++++ DATA TO PROCESS

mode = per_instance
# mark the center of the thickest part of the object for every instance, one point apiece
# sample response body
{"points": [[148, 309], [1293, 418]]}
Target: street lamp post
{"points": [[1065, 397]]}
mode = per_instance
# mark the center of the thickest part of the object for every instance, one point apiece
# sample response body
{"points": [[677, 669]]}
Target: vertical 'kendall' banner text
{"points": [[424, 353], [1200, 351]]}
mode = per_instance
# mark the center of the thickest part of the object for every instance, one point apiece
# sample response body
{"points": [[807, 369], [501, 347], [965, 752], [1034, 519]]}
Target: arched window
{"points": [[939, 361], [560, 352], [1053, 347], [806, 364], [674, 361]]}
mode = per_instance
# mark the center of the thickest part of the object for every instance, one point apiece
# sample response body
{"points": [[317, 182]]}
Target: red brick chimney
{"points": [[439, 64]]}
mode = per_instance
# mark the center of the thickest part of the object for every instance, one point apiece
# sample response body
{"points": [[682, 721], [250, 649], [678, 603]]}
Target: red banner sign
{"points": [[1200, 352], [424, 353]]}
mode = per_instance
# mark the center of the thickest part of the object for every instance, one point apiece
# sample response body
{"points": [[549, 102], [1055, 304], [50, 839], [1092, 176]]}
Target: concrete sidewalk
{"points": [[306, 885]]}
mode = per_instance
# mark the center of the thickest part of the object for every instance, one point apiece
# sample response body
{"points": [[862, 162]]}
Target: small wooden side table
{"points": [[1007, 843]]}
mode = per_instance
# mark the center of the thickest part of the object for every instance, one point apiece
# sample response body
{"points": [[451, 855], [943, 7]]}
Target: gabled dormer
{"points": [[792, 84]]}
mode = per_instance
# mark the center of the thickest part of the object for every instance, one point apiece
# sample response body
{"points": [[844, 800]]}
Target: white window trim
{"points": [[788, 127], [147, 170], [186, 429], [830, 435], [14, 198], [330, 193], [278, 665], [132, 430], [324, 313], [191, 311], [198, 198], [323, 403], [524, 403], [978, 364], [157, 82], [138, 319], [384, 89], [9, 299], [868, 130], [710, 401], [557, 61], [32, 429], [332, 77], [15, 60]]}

++++++++

- **WHAT YOU NEED TO DO**
Reproduce the records above exactly as they appear.

- **EXERCISE ANSWER**
mode = per_instance
# mark the center of the thickest part of the object for every instance, one point apiece
# sample response body
{"points": [[148, 309], [1293, 418]]}
Target: street lamp post
{"points": [[1065, 397]]}
mode = per_instance
# mark the center of the thickest part of the object for every instance, one point apiece
# sample response body
{"points": [[677, 669]]}
Target: vertical 'kendall' banner text
{"points": [[424, 353], [1200, 351]]}
mode = per_instance
# mark the center of the thickest part of the object for every instance, one point apiece
# sample response body
{"points": [[807, 369], [501, 347], [965, 752], [1034, 519]]}
Target: arched window
{"points": [[939, 361], [560, 352], [1053, 347], [806, 364], [674, 361]]}
mode = per_instance
# mark the center of the thickest part of the object for every instance, one point apiece
# sample response body
{"points": [[317, 182]]}
Target: red brick chimney
{"points": [[439, 64]]}
mode = per_instance
# mark the center of the thickest part of the object for every instance, one point apiece
# sample response body
{"points": [[682, 721], [250, 649], [678, 603]]}
Target: red banner sign
{"points": [[1200, 352], [424, 353]]}
mode = per_instance
# mark the center of the thickest part of the object for every instance, one point apiece
# sample response body
{"points": [[549, 102], [1055, 304], [50, 839], [1092, 176]]}
Target: concrete sidewalk
{"points": [[306, 885]]}
mode = per_instance
# mark the center of the thickest part of the object for every instance, one point apiece
# sample response body
{"points": [[862, 162]]}
Target: small wooden side table
{"points": [[1007, 843]]}
mode = per_instance
# mark the center of the thickest part of the object for every instance, one point apiece
# sample response body
{"points": [[451, 855], [943, 7]]}
Target: gabled dormer
{"points": [[792, 84]]}
mode = per_instance
# mark the center of the thickest part of the object for every instance, one point apiece
# sample response body
{"points": [[844, 800]]}
Target: white window trim
{"points": [[788, 127], [147, 170], [186, 429], [830, 435], [14, 198], [330, 193], [278, 665], [132, 430], [324, 313], [191, 311], [198, 198], [323, 403], [524, 403], [978, 364], [157, 82], [138, 319], [384, 89], [9, 299], [868, 130], [710, 401], [557, 61], [32, 429], [332, 77], [15, 60]]}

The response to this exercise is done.